The timber-and-daub theater with a multilevel stage, the audience in an amphitheater, and sunset in the background
The Oregon Shakespeare Festival's Allen Elizabethan Theatre set for OSF's 2013 production of William Shakespeare's A Midsummer Night's Dream. Photo by T. Charles Erickson, Oregon Shakespeare Festival.

The current trend among Shakespeare theaters and festivals is to complete the canon. Having produced all 37 William Shakespeare plays (those in the First Folio plus Pericles), or 38 (plus Two Noble Kinsmen), or 39 (plus Edward III), or even 40 (plus Double Falsehood, though I think Arden of Faversham is more deserving) has been celebrated in the past few years at Atlanta's Shakespeare Tavern in Georgia; the American Shakespeare Center in Staunton, Virginia; and Cincinnati Shakespeare Company in Ohio. Meanwhile, such major organizations as England's Royal Shakespeare Company, Stratford Festival in Canada, and the Oregon Shakespeare Festival are embarking on concerted campaigns to produce the entire canon over the next few years.

One of those companies, in fact, is doubling up on that effort—and being vilified for doing so.

The Oregon Shakespeare Festival (OSF) has launched a three-year project, called "Play On! 36 Playwrights Translate Shakespeare," commissioning playwrights paired with dramaturgs to translate 39 Shakespeare plays into contemporary English. Financed with a grant from the Hitz Foundation (Dave Hitz is a longtime OSF patron), the project is led by Lue Morgan Douthit, OSF's director of literary development and dramaturgy. "We began this project with a 'What if?'" Douthit said in an OSF press release. "What if we looked at these plays at the language level through the lens of dramatists? What would we learn about how they work? Would that help us understand them in a different way?" (The full press release is posted below.) More than half of the playwrights are women, and more than half are writers of color.

OSF hopes the translated texts "will be published, read, and adapted for stage and used as teaching tools." The project's pilot play, Kenneth Cavander's translation of Timon of Athens, was produced at the Alabama Shakespeare Festival in 2014, and Alabama is planning to produce The Tempest while Orlando Shakespeare Theater at the University of Central Florida is taking on Pericles and the University of Utah Two Noble Kinsmen. However, OSF itself is not committing to producing any of these plays though it is producing original-text productions of the entire canon over the next 10 years. The press release only says that "one or more of the Play On! translations may be produced at OSF along with the complete original canon."

This announcement at the end of September kicked off a firestorm of criticism and ensuing debate. Leading Shakespeare scholar James Shapiro, one of my favorite historians, wrote a New York Times op-ed piece condemning the project. Daniel Pollack-Pelzner, who teaches English at Linfield College in Oregon, wrote a piece in The New Yorker criticizing Shapiro's criticism. Ralph Alan Cohen, the American Shakespeare Center's co-founder and director of mission, weighed in with what he thought was good about the project but ending with a resounding what's bad about it. Social media lit up with fundamentalist Shakesgeeks crying foul and being foul-languaged by reformist Shakesgeeks in turn. Actors who are friends of mine talked of boycotting OSF. A playwright who is a friend of mine lauded the opportunity OSF was giving playwrights. My son, Jonathan, a Shakespearean actor himself, joined a chorus of other actors, writers, and Shakesgeeks asking my opinion and then, like the rest, giving me his. saw an increase in traffic in the wake of the controversy, with two of my previously written commentaries for the first time landing among the site's top-ten, most-visited pages. One of those articles is a piece titled "To Adapt or Not to Adapt: All I'm Askin' For Is a Little R-E-S-P-E-C-T." The other is the site's very first posting, a short essay that serves as's mission statement, "A Message for Snobs Only," in which I decry elitist attitudes toward Shakespeare.

_Exercises to complete_.
A. In the passage, who leads the "Play On!" translation project?
B. Rewrite the passage starting at "The Oregon Shakespeare Festival (OSF)" and ending at "writers of color.", substituting "directors" for "dramaturgs".

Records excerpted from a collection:
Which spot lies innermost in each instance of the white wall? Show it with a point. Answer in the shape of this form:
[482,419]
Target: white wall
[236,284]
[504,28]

_Answers to the exercises_.
A. Lue Morgan Douthit, OSF's director of literary development and dramaturgy

B.
The Oregon Shakespeare Festival (OSF) has launched a three-year project, called "Play On! 36 Playwrights Translate Shakespeare," commissioning playwrights paired with directors to translate 39 Shakespeare plays into contemporary English. Financed with a grant from the Hitz Foundation (Dave Hitz is a longtime OSF patron), the project is led by Lue Morgan Douthit, OSF's director of literary development and dramaturgy. "We began this project with a 'What if?'" Douthit said in an OSF press release. "What if we looked at these plays at the language level through the lens of dramatists? What would we learn about how they work? Would that help us understand them in a different way?" (The full press release is posted below.) More than half of the playwrights are women, and more than half are writers of color.